Request: Duplicate the part of the listing below that begins with the line containing "Record the location of each instance of the man's neck" and runs through the listing's final line, including both of those lines.

Items in a dataset listing:
-- -- --

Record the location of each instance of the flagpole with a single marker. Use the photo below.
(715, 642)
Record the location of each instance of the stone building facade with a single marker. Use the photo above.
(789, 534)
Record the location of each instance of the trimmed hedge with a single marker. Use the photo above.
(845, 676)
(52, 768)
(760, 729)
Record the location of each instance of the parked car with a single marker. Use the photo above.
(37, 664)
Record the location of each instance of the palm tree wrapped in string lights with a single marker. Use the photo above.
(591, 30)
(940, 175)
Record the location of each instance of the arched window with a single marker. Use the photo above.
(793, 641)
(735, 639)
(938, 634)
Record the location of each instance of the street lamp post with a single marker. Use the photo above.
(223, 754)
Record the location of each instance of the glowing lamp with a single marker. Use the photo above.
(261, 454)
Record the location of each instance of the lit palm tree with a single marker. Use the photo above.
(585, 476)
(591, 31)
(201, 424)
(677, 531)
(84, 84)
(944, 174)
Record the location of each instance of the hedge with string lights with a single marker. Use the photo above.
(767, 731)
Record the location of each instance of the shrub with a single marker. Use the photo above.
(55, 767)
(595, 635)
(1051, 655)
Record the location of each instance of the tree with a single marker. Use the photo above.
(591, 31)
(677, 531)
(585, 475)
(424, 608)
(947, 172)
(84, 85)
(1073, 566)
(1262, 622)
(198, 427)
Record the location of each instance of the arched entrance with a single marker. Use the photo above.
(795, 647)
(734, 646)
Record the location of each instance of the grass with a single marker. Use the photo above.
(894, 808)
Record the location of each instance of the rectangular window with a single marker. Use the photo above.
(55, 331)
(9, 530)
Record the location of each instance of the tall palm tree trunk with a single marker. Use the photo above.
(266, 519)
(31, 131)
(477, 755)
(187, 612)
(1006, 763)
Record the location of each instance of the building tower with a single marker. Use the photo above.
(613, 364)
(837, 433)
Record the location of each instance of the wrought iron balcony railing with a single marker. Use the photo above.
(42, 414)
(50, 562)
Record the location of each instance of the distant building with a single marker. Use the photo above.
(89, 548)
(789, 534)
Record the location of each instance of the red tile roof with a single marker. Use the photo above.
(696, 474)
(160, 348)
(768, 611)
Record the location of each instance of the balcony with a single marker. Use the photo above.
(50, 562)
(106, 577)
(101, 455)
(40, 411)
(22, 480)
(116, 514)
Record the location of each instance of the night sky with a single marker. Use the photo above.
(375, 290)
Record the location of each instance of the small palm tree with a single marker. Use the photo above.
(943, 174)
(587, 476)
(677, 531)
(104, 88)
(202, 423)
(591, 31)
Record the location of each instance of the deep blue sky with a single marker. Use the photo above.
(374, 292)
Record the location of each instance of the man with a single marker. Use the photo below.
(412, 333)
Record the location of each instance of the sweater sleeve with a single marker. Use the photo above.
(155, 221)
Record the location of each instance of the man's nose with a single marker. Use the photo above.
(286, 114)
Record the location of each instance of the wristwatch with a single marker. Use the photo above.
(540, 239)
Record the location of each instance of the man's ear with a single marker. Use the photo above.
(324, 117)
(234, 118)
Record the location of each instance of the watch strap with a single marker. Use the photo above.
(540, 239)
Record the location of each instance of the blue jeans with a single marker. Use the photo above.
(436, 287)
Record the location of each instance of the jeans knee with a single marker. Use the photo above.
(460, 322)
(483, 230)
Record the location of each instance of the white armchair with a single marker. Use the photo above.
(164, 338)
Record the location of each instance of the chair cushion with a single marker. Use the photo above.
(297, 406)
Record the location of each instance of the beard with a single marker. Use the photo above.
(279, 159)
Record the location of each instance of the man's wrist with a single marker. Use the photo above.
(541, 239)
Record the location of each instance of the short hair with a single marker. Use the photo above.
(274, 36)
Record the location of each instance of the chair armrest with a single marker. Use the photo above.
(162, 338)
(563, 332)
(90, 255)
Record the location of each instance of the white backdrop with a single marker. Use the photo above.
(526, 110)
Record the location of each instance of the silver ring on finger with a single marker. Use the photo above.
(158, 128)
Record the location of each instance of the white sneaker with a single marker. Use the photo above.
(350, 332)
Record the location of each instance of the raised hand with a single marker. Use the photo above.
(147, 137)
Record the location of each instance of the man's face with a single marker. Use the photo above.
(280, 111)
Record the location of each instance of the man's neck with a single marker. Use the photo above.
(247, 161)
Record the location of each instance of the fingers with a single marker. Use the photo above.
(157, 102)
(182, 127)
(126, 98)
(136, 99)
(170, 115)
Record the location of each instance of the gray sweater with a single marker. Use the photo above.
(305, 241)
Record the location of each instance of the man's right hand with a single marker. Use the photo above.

-- -- --

Solution to this exercise:
Record the location of each instance of the man's neck with a single marker. Use the photo above.
(247, 161)
Record the location of each instance of the fingers with a single marker. Use the photo above.
(157, 102)
(182, 127)
(126, 98)
(136, 99)
(170, 115)
Record the location of each instance of the gray sweater with a single marker. Use the photo above.
(305, 241)
Record the location of each instance of the man's right hand with a single marker. Use the photo above.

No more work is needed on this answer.